Given exercise:
Copy every line of the listing below word for word, omitting the pictures.

Listing of position annotations:
──────────────────────────────

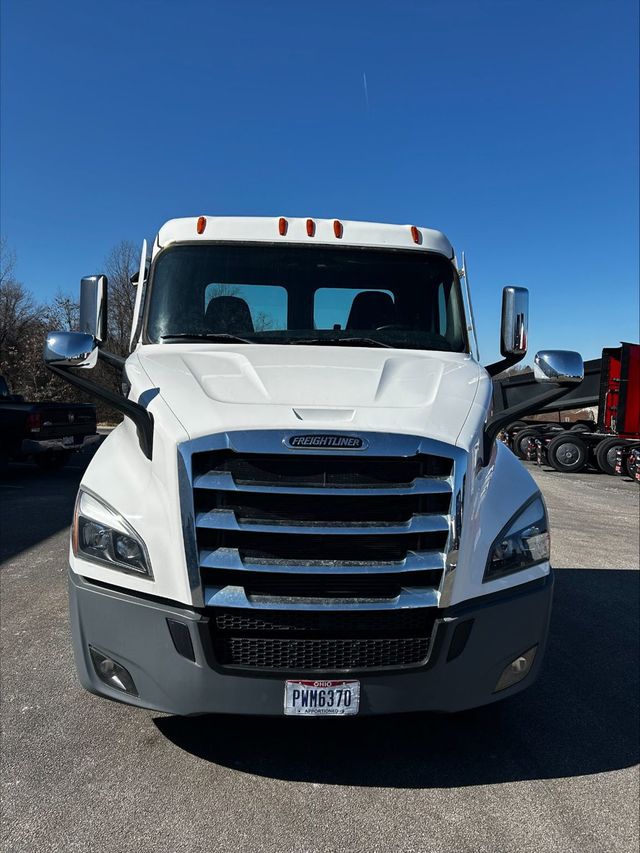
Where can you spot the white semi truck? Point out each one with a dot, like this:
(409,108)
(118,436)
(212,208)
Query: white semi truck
(305,510)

──────────────────────────────

Written answer:
Where can you spot the white semi truck? Point out each one with a dot, like this:
(409,108)
(118,436)
(212,208)
Query: white semi truck
(305,510)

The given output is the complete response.